What the task requires: Number every line from the one containing "For the benchmark, indicate the crowd" down to the one containing "point(49, 336)" in the items below, both lines included, as a list that skips blank lines.

Data to use:

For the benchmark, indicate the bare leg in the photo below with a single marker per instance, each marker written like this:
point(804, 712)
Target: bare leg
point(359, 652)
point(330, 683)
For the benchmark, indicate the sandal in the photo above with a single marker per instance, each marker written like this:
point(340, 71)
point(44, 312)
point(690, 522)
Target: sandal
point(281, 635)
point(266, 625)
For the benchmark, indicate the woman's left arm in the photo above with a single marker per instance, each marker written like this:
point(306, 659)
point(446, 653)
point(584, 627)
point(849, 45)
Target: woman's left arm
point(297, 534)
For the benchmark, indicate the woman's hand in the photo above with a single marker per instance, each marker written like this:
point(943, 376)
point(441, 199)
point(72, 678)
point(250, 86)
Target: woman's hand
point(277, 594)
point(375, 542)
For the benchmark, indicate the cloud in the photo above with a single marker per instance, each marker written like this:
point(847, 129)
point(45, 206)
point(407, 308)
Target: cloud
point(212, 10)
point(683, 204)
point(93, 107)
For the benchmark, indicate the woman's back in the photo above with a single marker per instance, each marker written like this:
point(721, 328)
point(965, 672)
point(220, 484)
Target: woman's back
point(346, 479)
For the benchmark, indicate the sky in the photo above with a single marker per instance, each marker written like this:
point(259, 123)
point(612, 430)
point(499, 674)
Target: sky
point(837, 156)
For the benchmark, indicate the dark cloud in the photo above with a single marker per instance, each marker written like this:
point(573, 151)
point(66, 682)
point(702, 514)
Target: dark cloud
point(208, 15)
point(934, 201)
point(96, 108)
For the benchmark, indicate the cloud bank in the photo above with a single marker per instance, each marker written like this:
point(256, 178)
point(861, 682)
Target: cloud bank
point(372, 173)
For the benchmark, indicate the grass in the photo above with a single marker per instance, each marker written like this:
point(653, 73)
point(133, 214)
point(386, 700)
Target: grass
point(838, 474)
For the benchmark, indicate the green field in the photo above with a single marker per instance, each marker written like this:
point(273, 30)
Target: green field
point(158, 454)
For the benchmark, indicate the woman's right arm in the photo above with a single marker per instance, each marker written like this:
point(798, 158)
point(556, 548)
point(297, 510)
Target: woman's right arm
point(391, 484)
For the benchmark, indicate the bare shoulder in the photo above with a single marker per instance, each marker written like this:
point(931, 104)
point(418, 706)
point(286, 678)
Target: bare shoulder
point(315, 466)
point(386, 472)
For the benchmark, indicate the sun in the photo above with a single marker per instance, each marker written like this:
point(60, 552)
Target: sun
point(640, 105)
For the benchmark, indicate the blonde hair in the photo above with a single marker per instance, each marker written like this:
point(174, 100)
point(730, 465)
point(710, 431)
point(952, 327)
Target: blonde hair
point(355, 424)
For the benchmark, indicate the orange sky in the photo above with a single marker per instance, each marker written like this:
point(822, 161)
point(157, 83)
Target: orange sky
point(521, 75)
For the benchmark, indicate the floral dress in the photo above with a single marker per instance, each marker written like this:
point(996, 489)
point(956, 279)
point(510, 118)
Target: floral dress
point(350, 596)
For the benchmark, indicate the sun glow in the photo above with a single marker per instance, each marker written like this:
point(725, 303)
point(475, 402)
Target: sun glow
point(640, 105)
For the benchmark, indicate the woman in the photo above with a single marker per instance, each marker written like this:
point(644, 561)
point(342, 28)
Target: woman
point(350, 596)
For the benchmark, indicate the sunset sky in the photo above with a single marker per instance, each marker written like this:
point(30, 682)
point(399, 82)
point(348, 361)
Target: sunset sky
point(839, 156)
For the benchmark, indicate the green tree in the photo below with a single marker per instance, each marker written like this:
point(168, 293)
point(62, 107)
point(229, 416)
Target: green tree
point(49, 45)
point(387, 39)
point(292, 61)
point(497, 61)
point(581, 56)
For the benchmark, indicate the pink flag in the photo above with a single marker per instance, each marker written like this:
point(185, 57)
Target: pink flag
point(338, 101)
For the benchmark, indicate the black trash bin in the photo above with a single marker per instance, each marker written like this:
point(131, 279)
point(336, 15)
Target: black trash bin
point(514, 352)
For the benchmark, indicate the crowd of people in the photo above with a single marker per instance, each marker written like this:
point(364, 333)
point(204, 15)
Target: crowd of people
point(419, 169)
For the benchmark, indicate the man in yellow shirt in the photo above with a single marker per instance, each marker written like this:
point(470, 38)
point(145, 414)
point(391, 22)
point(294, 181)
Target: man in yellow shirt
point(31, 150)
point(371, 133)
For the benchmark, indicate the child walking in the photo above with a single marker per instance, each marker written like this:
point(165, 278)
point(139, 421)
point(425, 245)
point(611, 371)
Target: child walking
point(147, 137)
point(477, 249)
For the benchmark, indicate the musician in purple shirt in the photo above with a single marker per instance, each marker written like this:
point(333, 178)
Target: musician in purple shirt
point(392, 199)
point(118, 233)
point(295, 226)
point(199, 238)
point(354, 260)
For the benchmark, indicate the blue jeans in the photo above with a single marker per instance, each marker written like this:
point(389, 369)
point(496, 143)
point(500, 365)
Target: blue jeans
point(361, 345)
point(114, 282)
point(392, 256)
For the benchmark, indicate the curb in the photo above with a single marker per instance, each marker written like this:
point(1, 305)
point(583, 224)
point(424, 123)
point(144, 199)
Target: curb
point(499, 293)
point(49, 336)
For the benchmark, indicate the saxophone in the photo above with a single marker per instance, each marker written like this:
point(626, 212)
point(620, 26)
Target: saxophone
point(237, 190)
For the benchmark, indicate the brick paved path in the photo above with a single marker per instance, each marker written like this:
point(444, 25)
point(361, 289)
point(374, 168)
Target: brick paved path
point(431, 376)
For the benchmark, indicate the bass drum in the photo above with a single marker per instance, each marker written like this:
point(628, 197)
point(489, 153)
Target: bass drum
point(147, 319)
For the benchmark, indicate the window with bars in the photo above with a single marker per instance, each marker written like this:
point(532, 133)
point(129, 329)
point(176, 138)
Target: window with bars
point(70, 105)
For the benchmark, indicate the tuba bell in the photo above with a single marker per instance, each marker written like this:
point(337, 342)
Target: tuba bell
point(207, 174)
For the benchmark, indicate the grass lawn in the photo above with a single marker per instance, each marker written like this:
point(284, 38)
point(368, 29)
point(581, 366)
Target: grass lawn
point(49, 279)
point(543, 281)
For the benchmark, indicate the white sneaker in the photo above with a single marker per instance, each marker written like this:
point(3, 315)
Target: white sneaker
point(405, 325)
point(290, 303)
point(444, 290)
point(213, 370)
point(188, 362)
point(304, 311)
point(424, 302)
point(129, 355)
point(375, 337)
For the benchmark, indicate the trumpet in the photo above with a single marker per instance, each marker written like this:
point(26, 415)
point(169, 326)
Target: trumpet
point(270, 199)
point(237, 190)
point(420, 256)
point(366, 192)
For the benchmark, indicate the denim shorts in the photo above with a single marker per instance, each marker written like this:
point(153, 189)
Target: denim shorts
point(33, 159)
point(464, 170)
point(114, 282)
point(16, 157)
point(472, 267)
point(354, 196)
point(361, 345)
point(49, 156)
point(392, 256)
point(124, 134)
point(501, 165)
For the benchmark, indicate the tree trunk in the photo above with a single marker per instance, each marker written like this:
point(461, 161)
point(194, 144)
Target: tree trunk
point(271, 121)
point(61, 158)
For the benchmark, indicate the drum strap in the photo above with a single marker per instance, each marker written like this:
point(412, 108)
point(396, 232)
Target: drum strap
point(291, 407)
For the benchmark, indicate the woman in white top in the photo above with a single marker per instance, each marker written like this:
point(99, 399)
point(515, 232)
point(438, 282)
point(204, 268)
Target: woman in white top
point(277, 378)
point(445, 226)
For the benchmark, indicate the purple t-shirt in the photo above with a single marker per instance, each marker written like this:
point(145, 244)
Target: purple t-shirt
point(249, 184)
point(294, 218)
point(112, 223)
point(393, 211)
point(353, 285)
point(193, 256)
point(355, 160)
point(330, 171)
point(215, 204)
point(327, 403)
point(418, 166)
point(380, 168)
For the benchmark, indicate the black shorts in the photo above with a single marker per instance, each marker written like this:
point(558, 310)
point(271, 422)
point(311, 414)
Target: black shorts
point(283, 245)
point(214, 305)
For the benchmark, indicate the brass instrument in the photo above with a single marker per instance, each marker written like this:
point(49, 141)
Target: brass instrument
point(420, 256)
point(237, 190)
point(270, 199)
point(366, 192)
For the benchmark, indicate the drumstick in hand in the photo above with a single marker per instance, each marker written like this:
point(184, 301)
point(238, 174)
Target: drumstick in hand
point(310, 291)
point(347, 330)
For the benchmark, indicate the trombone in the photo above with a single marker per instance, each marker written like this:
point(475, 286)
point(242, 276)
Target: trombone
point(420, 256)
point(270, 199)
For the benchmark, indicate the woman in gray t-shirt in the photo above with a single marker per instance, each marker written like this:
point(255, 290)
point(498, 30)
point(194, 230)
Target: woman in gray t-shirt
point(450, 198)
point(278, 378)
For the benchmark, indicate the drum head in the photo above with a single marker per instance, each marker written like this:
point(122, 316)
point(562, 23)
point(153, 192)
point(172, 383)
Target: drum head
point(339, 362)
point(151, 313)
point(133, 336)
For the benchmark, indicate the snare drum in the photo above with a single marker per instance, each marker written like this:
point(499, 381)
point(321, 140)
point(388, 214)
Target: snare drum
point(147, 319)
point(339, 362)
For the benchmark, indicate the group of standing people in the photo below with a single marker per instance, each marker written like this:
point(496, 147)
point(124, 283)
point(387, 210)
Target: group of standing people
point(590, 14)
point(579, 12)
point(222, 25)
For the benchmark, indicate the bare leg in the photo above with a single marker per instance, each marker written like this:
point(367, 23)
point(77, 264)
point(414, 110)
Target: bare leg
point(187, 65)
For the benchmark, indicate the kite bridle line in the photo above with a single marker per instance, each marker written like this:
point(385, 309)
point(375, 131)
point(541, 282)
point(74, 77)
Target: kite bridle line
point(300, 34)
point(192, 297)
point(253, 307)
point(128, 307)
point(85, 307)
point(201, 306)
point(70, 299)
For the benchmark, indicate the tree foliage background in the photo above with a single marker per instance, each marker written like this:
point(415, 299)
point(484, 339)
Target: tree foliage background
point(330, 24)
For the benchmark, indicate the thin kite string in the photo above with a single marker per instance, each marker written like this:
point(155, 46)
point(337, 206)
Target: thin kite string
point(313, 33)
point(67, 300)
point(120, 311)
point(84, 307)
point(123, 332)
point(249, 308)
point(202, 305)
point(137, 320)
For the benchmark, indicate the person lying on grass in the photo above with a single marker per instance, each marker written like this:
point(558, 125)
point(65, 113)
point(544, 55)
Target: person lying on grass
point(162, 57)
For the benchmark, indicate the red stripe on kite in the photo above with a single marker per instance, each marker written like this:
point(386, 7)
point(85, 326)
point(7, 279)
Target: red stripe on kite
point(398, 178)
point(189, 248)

Reply to the task:
1. For the benchmark, indicate the crowd of people in the photo above with a single marker per instance, each marker written like this:
2. point(364, 333)
3. point(204, 15)
4. Target: crowd of people
5. point(419, 169)
6. For the benchmark, indicate the man in yellow shirt in the photo above with a single marker per instance, each marker written like this:
7. point(470, 38)
8. point(145, 414)
9. point(391, 22)
10. point(294, 181)
11. Target: man in yellow shirt
12. point(31, 150)
13. point(371, 133)
14. For the benchmark, indicate the child walking in the photo above with a single marker per instance, each marker written like this:
15. point(165, 278)
16. point(139, 421)
17. point(425, 245)
18. point(611, 371)
19. Target: child walking
20. point(147, 137)
21. point(477, 249)
22. For the benchmark, indicate the musician in purple shirt in the photo above with a single marker per instance, each marker written like this:
23. point(333, 178)
24. Target: musician in purple shirt
25. point(392, 199)
26. point(118, 233)
27. point(295, 226)
28. point(199, 238)
29. point(354, 260)
30. For the benchmark, indicate the blue jeans in the photo above with a single marker per instance, each marker written like this:
31. point(389, 369)
32. point(496, 143)
33. point(500, 365)
34. Target: blue jeans
35. point(361, 345)
36. point(114, 282)
37. point(392, 256)
38. For the benchmark, indicate the curb in the photo above with a single marker per instance, each marker written like this:
39. point(1, 305)
40. point(583, 224)
41. point(424, 123)
42. point(144, 199)
43. Target: curb
44. point(499, 293)
45. point(49, 336)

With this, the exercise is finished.